[[ STORED DATA open ]]

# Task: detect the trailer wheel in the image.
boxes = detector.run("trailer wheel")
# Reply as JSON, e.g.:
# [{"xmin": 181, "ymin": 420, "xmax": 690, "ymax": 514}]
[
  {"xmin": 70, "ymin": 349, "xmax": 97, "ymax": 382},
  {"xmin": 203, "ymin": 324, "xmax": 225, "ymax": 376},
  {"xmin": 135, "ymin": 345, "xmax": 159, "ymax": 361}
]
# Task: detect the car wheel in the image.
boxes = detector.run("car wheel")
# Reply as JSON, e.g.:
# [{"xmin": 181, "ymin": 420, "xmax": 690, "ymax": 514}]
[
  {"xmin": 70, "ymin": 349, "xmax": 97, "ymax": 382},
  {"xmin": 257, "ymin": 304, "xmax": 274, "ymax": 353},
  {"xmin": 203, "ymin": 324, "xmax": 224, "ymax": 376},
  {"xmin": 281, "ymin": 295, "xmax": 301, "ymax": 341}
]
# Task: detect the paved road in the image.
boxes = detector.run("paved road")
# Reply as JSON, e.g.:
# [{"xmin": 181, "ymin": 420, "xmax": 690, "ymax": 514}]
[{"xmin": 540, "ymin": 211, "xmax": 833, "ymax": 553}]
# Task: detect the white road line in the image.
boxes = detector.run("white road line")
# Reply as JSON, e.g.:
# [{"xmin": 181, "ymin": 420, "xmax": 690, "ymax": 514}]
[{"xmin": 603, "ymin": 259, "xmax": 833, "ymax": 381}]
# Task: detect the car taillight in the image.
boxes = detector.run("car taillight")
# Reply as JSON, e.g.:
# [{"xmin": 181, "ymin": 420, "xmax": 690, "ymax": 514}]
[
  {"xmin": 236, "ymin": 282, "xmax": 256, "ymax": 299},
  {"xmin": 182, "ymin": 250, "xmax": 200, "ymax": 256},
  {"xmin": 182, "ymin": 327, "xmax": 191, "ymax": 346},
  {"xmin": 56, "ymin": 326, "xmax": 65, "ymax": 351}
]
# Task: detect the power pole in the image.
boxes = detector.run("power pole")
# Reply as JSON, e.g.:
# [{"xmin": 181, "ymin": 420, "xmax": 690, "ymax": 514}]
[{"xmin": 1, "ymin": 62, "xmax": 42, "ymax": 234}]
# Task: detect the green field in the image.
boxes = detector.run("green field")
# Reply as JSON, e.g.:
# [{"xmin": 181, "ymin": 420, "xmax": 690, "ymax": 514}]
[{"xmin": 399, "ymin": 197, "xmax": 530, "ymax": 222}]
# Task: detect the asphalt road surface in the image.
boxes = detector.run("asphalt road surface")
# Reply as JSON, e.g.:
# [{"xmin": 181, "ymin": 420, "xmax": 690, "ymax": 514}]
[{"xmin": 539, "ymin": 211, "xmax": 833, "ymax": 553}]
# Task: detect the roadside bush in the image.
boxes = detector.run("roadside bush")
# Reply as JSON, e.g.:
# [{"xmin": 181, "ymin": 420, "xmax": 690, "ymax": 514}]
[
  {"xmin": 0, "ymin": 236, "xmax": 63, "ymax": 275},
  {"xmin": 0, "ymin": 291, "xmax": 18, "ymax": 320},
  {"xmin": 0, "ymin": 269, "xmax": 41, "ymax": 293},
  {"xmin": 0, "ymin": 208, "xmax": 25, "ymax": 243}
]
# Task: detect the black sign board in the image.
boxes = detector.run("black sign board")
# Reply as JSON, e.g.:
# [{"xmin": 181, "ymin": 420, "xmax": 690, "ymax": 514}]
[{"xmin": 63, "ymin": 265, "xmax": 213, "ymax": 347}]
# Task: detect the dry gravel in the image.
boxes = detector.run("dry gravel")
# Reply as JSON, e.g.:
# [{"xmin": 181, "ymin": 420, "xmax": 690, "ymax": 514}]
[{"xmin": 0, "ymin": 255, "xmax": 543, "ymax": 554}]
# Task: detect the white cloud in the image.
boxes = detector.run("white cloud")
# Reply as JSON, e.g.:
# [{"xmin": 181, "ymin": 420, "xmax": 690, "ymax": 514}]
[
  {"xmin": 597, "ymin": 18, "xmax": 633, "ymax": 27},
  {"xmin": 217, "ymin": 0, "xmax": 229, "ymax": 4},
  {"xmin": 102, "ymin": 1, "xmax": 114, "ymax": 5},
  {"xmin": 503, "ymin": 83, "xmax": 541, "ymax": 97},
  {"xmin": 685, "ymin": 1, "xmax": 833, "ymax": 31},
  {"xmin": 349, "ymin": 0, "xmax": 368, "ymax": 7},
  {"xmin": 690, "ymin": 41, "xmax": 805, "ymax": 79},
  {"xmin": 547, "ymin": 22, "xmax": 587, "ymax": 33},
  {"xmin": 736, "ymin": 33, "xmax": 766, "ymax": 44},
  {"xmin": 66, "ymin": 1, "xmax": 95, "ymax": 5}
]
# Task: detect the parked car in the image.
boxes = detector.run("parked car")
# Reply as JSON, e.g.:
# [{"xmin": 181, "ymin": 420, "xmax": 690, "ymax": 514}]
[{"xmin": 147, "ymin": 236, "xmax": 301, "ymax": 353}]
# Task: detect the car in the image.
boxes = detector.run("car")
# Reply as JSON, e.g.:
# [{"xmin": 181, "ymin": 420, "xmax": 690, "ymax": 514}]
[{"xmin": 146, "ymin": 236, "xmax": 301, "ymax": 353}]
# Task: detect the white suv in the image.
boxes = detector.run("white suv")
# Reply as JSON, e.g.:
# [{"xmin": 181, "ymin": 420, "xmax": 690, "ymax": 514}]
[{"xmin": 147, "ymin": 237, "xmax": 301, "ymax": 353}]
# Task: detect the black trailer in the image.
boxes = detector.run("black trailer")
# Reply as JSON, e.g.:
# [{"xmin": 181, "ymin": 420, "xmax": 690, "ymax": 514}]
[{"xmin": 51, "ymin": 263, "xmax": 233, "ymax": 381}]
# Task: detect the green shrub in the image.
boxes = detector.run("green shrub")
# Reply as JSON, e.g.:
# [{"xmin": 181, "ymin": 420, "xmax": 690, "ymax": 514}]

[[ STORED DATA closed ]]

• [WHAT NEEDS TO BE DONE]: The reply should be a precise retyping of all the data.

• [TASK SOLUTION]:
# Task: detect the trailer wheel in the image.
boxes = detector.run("trailer wheel")
# Reply as JSON, e.g.:
# [{"xmin": 181, "ymin": 420, "xmax": 690, "ymax": 514}]
[
  {"xmin": 70, "ymin": 349, "xmax": 97, "ymax": 382},
  {"xmin": 203, "ymin": 324, "xmax": 225, "ymax": 376},
  {"xmin": 135, "ymin": 345, "xmax": 159, "ymax": 361}
]
# Task: detect the car wheel in the image.
boxes = detector.run("car wheel")
# Reply as JSON, e.g.:
# [{"xmin": 181, "ymin": 420, "xmax": 690, "ymax": 514}]
[
  {"xmin": 70, "ymin": 349, "xmax": 97, "ymax": 382},
  {"xmin": 257, "ymin": 304, "xmax": 274, "ymax": 353},
  {"xmin": 203, "ymin": 324, "xmax": 224, "ymax": 376},
  {"xmin": 281, "ymin": 295, "xmax": 301, "ymax": 341}
]
# Task: detect the paved road in the image.
boxes = detector.run("paved road")
# Reply as JSON, e.g.:
# [{"xmin": 181, "ymin": 420, "xmax": 690, "ymax": 514}]
[{"xmin": 540, "ymin": 211, "xmax": 833, "ymax": 553}]
# Task: detect the white road line in the image.
boxes = detector.run("white road line")
# Reply as JSON, e.g.:
# [{"xmin": 181, "ymin": 420, "xmax": 690, "ymax": 514}]
[{"xmin": 603, "ymin": 259, "xmax": 833, "ymax": 381}]
# Task: detect the car taillight in the image.
boxes = detector.run("car taillight")
# Reply as JSON, e.g.:
# [{"xmin": 181, "ymin": 420, "xmax": 690, "ymax": 514}]
[
  {"xmin": 236, "ymin": 282, "xmax": 256, "ymax": 299},
  {"xmin": 182, "ymin": 250, "xmax": 200, "ymax": 256},
  {"xmin": 182, "ymin": 327, "xmax": 191, "ymax": 346},
  {"xmin": 56, "ymin": 326, "xmax": 65, "ymax": 351}
]
# Task: detect the power pole in the image.
boxes = detector.run("power pole")
# Reply as JSON, e.g.:
# [{"xmin": 181, "ymin": 420, "xmax": 690, "ymax": 514}]
[{"xmin": 1, "ymin": 62, "xmax": 42, "ymax": 234}]
# Task: detect the green field in the image.
boxes = detector.run("green field")
# Reply as JSON, e.g.:
# [{"xmin": 181, "ymin": 420, "xmax": 690, "ymax": 514}]
[{"xmin": 399, "ymin": 197, "xmax": 530, "ymax": 222}]
# Task: detect the asphalt road surface in the image.
boxes = detector.run("asphalt road surface")
# Reply as JSON, e.g.:
# [{"xmin": 181, "ymin": 420, "xmax": 690, "ymax": 514}]
[{"xmin": 539, "ymin": 211, "xmax": 833, "ymax": 553}]
# Task: detect the roadside bush in the image.
boxes = detector.run("roadside bush")
# Reply as JSON, e.g.:
# [{"xmin": 181, "ymin": 420, "xmax": 690, "ymax": 514}]
[
  {"xmin": 0, "ymin": 236, "xmax": 63, "ymax": 275},
  {"xmin": 0, "ymin": 291, "xmax": 18, "ymax": 320},
  {"xmin": 0, "ymin": 269, "xmax": 41, "ymax": 293},
  {"xmin": 0, "ymin": 208, "xmax": 25, "ymax": 243}
]
# Task: detect the black sign board in the image.
boxes = detector.run("black sign board")
# Reply as JSON, e.g.:
# [{"xmin": 181, "ymin": 420, "xmax": 690, "ymax": 514}]
[{"xmin": 63, "ymin": 265, "xmax": 213, "ymax": 347}]
# Task: detect the dry gravel in the image.
boxes = detector.run("dry gravel")
# Reply as JSON, e.g.:
# [{"xmin": 181, "ymin": 420, "xmax": 690, "ymax": 514}]
[{"xmin": 0, "ymin": 255, "xmax": 543, "ymax": 554}]
# Task: detect the white cloud in the image.
boxes = detector.run("white cloud")
# Reply as JSON, e.g.:
# [{"xmin": 181, "ymin": 420, "xmax": 690, "ymax": 514}]
[
  {"xmin": 597, "ymin": 18, "xmax": 633, "ymax": 27},
  {"xmin": 217, "ymin": 0, "xmax": 229, "ymax": 4},
  {"xmin": 102, "ymin": 1, "xmax": 114, "ymax": 5},
  {"xmin": 503, "ymin": 83, "xmax": 541, "ymax": 97},
  {"xmin": 685, "ymin": 1, "xmax": 833, "ymax": 31},
  {"xmin": 349, "ymin": 0, "xmax": 368, "ymax": 7},
  {"xmin": 690, "ymin": 41, "xmax": 805, "ymax": 79},
  {"xmin": 547, "ymin": 22, "xmax": 587, "ymax": 33},
  {"xmin": 736, "ymin": 33, "xmax": 766, "ymax": 44},
  {"xmin": 66, "ymin": 1, "xmax": 95, "ymax": 5}
]
# Task: detect the parked car in the image.
boxes = detector.run("parked car")
# Reply as JSON, e.g.:
# [{"xmin": 181, "ymin": 420, "xmax": 690, "ymax": 514}]
[{"xmin": 147, "ymin": 236, "xmax": 301, "ymax": 353}]
# Task: detect the car in the image.
boxes = detector.run("car")
# Reply as JSON, e.g.:
# [{"xmin": 181, "ymin": 420, "xmax": 690, "ymax": 514}]
[{"xmin": 146, "ymin": 236, "xmax": 301, "ymax": 353}]
# Task: detect the white suv in the image.
boxes = detector.run("white suv")
# Reply as JSON, e.g.:
# [{"xmin": 181, "ymin": 420, "xmax": 690, "ymax": 514}]
[{"xmin": 147, "ymin": 237, "xmax": 301, "ymax": 353}]
# Task: detect the black trailer in the image.
boxes = detector.run("black trailer")
# Reply as JSON, e.g.:
# [{"xmin": 181, "ymin": 420, "xmax": 690, "ymax": 514}]
[{"xmin": 51, "ymin": 263, "xmax": 233, "ymax": 381}]
# Task: detect the green shrub in the image.
boxes = detector.run("green shrub")
# Reply as JSON, e.g.:
# [{"xmin": 181, "ymin": 420, "xmax": 690, "ymax": 514}]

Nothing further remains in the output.